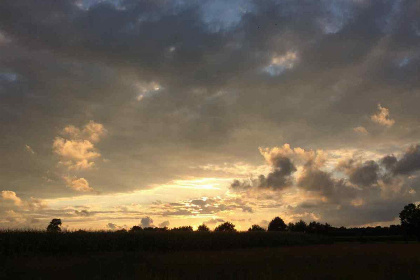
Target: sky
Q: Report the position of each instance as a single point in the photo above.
(115, 113)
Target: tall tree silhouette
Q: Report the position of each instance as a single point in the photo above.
(410, 219)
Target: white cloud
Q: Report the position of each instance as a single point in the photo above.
(79, 151)
(281, 63)
(382, 117)
(146, 89)
(31, 204)
(361, 130)
(11, 195)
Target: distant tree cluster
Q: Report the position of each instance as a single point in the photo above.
(409, 216)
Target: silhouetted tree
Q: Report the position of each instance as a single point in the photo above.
(256, 228)
(300, 226)
(203, 228)
(54, 225)
(183, 228)
(136, 229)
(277, 224)
(410, 219)
(226, 227)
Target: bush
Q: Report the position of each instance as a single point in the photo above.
(256, 228)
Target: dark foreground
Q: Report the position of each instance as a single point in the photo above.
(329, 261)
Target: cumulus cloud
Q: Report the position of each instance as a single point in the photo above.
(146, 222)
(361, 130)
(407, 164)
(83, 213)
(11, 195)
(214, 221)
(164, 224)
(382, 117)
(78, 184)
(197, 67)
(111, 226)
(79, 152)
(30, 204)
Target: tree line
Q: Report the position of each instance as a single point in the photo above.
(409, 217)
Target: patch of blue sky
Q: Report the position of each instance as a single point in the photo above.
(220, 16)
(337, 14)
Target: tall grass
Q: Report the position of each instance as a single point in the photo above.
(35, 242)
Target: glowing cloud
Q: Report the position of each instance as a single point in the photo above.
(361, 130)
(281, 63)
(11, 195)
(79, 152)
(382, 117)
(78, 184)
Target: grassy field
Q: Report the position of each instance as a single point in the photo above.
(38, 242)
(211, 255)
(333, 261)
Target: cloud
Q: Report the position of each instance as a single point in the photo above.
(164, 224)
(30, 204)
(279, 178)
(11, 195)
(361, 130)
(83, 213)
(78, 184)
(29, 149)
(281, 63)
(92, 132)
(382, 117)
(111, 226)
(214, 221)
(146, 222)
(79, 152)
(407, 164)
(198, 68)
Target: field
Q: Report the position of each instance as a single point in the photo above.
(335, 261)
(169, 255)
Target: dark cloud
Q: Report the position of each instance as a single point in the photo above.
(410, 162)
(199, 82)
(278, 179)
(365, 175)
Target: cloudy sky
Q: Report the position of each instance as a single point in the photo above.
(116, 113)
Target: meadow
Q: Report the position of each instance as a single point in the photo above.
(322, 261)
(205, 255)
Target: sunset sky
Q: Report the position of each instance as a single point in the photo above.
(116, 113)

□ □ □ □ □

What is needed: Transcribe all the data word for word; the images stay out.

Response below:
Target: sky
Q: Report the position of each instance as a single point in the photo above.
(115, 113)
Target: tall tree silhouette
Q: Report the position of each instance as a single point in the photo above.
(410, 219)
Target: white cloud
Q: Report the position of each instance as a single point in the photo above.
(79, 151)
(281, 63)
(382, 117)
(146, 89)
(31, 204)
(361, 130)
(11, 195)
Target: distant tree cluster
Q: Report the position of each instance as a single point in the photo above.
(409, 216)
Target: silhouetted tree
Q: Report the position of each instance as a single point in the photo above.
(256, 228)
(300, 226)
(203, 228)
(54, 225)
(183, 228)
(136, 229)
(277, 224)
(410, 219)
(226, 227)
Target: bush
Q: Report the position of each instance as a single point in the photo above.
(256, 228)
Target: dark foreground
Q: Report the position of each instance as a single point in the photo above.
(329, 261)
Target: cumulus cloud
Q: Report the position of each instance as a single point in the photo above.
(146, 222)
(361, 130)
(407, 164)
(83, 213)
(11, 195)
(214, 221)
(164, 224)
(382, 117)
(78, 184)
(197, 67)
(111, 226)
(79, 152)
(30, 204)
Target: tree line
Q: Report the position of each instance as a single point in the photo above.
(409, 217)
Target: patch of blue sky
Q: Report the position of each instance as a single point in the photo above.
(220, 16)
(337, 14)
Target: tall grass
Q: Report the position of each instance as a single point in the photo above.
(35, 242)
Target: glowing cloud
Q: Report the position of each instance as a single point in the photo above.
(361, 130)
(281, 63)
(11, 195)
(79, 152)
(382, 117)
(78, 184)
Target: grassy field
Q: Report the position of each instance as a single point in the photo above.
(38, 242)
(211, 255)
(333, 261)
Target: cloud
Q: Report the position of each instance as a single point in the photo above.
(164, 224)
(30, 204)
(279, 178)
(11, 195)
(361, 130)
(83, 213)
(78, 184)
(29, 149)
(281, 63)
(92, 132)
(382, 117)
(111, 226)
(214, 221)
(146, 222)
(79, 152)
(407, 164)
(198, 68)
Target: field
Q: Report the position of each instance as a single point in the photo above.
(335, 261)
(169, 255)
Target: dark cloud
Q: Report the position of each instance as a single point in the photo above.
(410, 162)
(199, 82)
(278, 179)
(365, 175)
Target: cloudy sky
Q: Report the position of each instance as a single point in the photo above.
(116, 113)
Target: meadow
Q: Report the position of each instance as a single point in the photo above.
(322, 261)
(205, 255)
Target: sunset sky
Q: Report the position of each instance as a single point in the photo above.
(116, 113)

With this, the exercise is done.